Reproduce every line of the data below without changing anything.

• Shape boundary entries:
+===+
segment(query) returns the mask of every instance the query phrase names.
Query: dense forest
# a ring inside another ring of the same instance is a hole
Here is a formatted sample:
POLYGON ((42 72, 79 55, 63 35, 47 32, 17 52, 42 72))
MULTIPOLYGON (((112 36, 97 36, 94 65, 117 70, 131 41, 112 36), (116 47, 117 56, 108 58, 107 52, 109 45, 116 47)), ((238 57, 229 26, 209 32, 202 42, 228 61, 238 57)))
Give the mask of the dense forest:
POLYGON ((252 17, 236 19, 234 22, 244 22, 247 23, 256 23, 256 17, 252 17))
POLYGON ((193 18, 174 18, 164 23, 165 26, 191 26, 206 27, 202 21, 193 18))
+===+
• ANSWER:
segment(query) returns the mask of every instance the query phrase names.
Query: dense forest
# a ring inside another ring of the same instance is a hole
Here is a formatted sample:
POLYGON ((42 72, 79 55, 63 35, 47 32, 17 52, 42 72))
MULTIPOLYGON (((112 36, 97 36, 94 65, 117 70, 131 41, 112 36), (116 47, 117 56, 108 58, 107 52, 109 45, 116 47)), ((238 57, 229 26, 209 32, 202 42, 228 61, 238 57)))
Give the mask of the dense forest:
POLYGON ((252 17, 236 19, 234 22, 244 22, 247 23, 256 23, 256 17, 252 17))
POLYGON ((193 18, 174 18, 164 23, 165 26, 191 26, 206 27, 202 21, 193 18))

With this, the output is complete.